Records below:

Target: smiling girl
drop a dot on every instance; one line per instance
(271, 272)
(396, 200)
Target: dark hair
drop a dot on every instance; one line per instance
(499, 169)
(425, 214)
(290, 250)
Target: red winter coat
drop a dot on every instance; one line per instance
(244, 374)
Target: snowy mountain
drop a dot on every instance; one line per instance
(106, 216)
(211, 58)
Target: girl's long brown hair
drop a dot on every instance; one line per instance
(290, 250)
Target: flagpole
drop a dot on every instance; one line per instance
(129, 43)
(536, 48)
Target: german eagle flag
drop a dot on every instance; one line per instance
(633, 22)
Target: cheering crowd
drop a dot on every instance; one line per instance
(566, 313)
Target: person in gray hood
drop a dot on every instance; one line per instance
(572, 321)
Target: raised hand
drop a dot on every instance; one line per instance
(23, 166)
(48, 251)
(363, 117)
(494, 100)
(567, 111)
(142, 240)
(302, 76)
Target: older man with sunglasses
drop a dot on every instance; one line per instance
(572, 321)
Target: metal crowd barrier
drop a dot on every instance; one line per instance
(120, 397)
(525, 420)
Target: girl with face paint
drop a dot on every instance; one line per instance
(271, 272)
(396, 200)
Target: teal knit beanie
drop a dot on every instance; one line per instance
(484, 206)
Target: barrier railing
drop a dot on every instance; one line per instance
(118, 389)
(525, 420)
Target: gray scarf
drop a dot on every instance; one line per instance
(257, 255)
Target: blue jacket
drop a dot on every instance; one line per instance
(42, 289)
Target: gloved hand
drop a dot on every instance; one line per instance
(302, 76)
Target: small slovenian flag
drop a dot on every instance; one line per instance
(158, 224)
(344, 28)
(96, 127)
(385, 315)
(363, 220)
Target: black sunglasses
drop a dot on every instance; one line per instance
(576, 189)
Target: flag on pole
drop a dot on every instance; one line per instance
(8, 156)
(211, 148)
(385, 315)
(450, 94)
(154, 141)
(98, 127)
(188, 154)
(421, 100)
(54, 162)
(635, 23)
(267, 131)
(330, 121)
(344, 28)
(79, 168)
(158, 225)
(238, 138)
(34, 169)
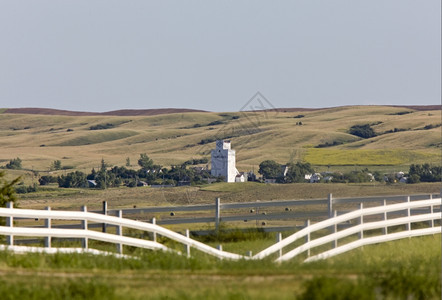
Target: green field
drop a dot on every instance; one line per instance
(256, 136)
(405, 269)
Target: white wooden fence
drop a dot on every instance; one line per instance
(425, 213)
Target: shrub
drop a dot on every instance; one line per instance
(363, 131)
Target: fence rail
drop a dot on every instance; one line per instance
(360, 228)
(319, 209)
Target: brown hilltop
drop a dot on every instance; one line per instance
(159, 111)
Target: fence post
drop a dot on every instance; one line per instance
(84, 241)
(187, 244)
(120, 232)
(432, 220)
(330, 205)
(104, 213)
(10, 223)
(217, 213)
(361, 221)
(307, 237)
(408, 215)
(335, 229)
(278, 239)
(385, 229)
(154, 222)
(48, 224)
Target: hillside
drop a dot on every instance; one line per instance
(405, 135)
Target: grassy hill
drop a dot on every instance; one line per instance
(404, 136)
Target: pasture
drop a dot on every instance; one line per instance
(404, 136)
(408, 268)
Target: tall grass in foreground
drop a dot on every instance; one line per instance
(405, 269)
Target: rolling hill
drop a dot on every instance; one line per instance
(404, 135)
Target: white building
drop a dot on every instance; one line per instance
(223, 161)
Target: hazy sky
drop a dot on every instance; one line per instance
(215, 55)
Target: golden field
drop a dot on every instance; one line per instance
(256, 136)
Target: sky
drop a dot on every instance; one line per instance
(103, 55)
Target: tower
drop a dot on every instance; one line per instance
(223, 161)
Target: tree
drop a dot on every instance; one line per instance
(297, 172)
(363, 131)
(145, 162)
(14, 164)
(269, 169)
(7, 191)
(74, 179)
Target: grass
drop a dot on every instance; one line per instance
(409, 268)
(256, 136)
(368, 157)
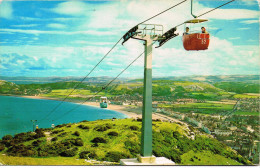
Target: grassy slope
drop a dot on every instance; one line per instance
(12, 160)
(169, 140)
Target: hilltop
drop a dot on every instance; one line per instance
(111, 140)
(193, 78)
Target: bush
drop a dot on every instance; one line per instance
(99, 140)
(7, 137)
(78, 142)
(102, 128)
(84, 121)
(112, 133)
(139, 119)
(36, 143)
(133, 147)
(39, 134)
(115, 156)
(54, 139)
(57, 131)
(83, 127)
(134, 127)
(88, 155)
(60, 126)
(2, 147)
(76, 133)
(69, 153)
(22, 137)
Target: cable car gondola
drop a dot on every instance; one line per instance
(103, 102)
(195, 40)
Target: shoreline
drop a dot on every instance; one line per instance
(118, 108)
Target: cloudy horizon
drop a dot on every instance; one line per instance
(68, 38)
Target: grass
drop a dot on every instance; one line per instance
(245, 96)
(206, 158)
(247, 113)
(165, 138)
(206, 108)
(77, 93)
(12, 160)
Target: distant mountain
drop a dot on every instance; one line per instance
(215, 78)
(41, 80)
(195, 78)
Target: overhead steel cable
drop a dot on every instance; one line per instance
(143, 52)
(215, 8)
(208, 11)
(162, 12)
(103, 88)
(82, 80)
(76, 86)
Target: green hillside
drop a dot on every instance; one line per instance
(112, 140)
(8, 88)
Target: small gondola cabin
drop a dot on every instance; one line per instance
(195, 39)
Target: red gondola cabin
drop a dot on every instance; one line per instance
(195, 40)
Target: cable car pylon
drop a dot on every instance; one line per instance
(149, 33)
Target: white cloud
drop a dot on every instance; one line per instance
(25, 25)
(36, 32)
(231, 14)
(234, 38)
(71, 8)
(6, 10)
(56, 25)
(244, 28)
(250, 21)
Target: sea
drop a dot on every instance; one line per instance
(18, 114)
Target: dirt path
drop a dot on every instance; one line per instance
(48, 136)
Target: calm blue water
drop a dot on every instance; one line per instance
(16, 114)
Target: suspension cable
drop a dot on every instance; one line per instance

End of Records.

# [Exercise brief]
When the word "hilltop" shows up in a line of the entries, pull that line out.

# [Result for this exercise]
Target: brown hilltop
Target: hilltop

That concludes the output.